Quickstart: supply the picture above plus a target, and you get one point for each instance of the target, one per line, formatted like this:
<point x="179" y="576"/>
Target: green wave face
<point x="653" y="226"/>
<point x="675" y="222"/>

▬▬▬▬▬▬▬▬▬▬

### About this task
So that no detail is lost, give every line of the data again exactly.

### Response to the task
Quickstart: supply the picture above plus a target, and you get one point for each instance of the target, one per line, formatted like this:
<point x="179" y="576"/>
Target: green wave face
<point x="653" y="226"/>
<point x="675" y="222"/>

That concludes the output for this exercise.